** INPUT DATA **
★ ★ ★ ★ ★

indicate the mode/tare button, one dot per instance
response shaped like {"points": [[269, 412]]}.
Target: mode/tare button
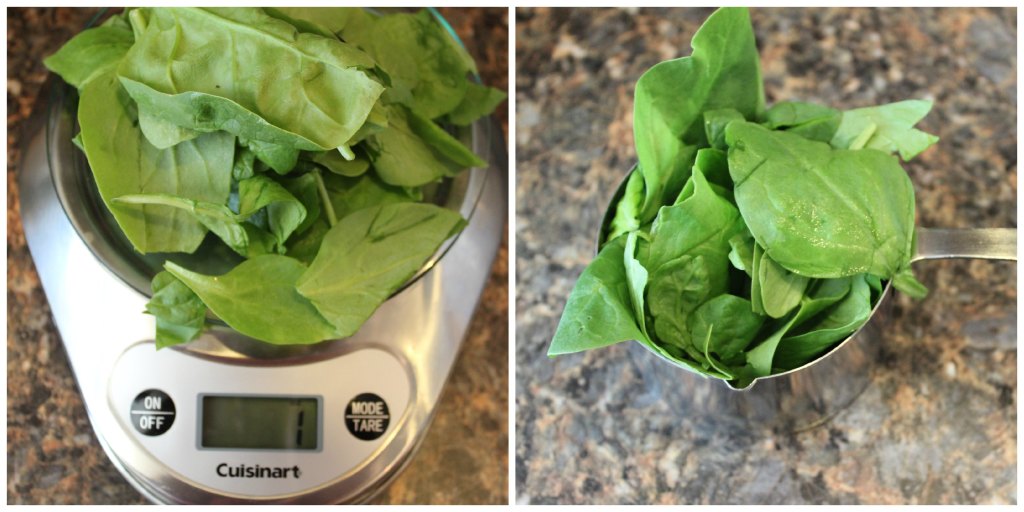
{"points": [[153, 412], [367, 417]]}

★ ★ ★ ★ ★

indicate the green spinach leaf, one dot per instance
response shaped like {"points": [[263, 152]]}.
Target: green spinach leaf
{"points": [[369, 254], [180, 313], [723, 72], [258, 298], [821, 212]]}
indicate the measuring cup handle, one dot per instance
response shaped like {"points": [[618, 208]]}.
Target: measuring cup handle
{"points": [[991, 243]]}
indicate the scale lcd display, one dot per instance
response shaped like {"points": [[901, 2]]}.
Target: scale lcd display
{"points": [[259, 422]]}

★ ★ ★ ★ ★

** YOUR OBJECTIVE **
Count the lines in the items above that contain the string "scale", with uppercase and lowercase treated as distinct. Reply with the number alone.

** SOLUTION TO THIS PROBLEM **
2